Semiconductor& FPD: 80% of robot shipments bound for APAC
The semiconductor and FPD industry is predominantly found in APAC which accounted for 80% of global production in 2020, coming mainly out of mainland China, Korea, and Taiwan. It is, then, no surprise that Japanese and Korean robotics companies are leading suppliers to this sector. 80% of global shipments of industrial robots for use in the sector are destined for APAC. Robotic applications in this industry are usually small payload models, for use in cleanroom settings for material handling. Many are customized, mainly cartesian or SCARA robots.
Food and beverage: The advent of the clean robot
Where automated solutions are concerned, food and beverage is definitely a growth sector. Growing populations in developing countries expecting a better standard of living have increased demand and expectations of the sector. Food preparation and packaging is also currently a major growth sector in European markets where there is a need for faster and more flexible packaging solutions, capable of responding quickly to consumer demand. This was particularly evident during the pandemic, with the explosion of e-commerce and online shopping. This is where robots take centre stage: articulated robots and collaborative robots are typically used in sorting, packaging and palletizing applications and delta robots are used for primary packaging. Hygiene and contamination issues in clean rooms where there is a high degree of manual handling of unpacked foods in the primary packaging process are driving the development of robots with a high protection class causing minimum contamination. The pandemic has also driven a broadening and deepening of applications of robotics in the food and beverage sector, such as in the realm of direct food preparation.

▬▬▬

• _Work order A_:
Write out the robotics excerpt word for word, everything from "Semiconductor& FPD: 80%" down to "or SCARA robots.".
• _Work order B_:
According to the robotics excerpt, which type of robot is used for primary packaging in the food and beverage sector?
The records that come next have no connection to the text above them.

Source records
▬▬▬

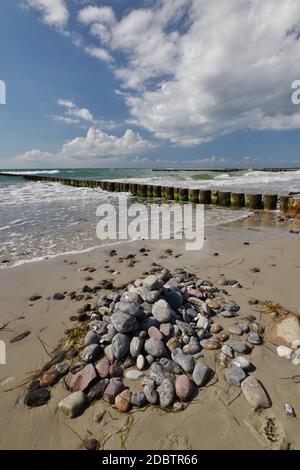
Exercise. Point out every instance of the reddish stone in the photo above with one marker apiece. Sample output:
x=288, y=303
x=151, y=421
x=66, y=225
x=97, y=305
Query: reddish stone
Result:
x=154, y=332
x=83, y=378
x=103, y=368
x=114, y=388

▬▬▬

• _Your response A_:
Semiconductor& FPD: 80% of robot shipments bound for APAC
The semiconductor and FPD industry is predominantly found in APAC which accounted for 80% of global production in 2020, coming mainly out of mainland China, Korea, and Taiwan. It is, then, no surprise that Japanese and Korean robotics companies are leading suppliers to this sector. 80% of global shipments of industrial robots for use in the sector are destined for APAC. Robotic applications in this industry are usually small payload models, for use in cleanroom settings for material handling. Many are customized, mainly cartesian or SCARA robots.

• _Your response B_:
Delta robots.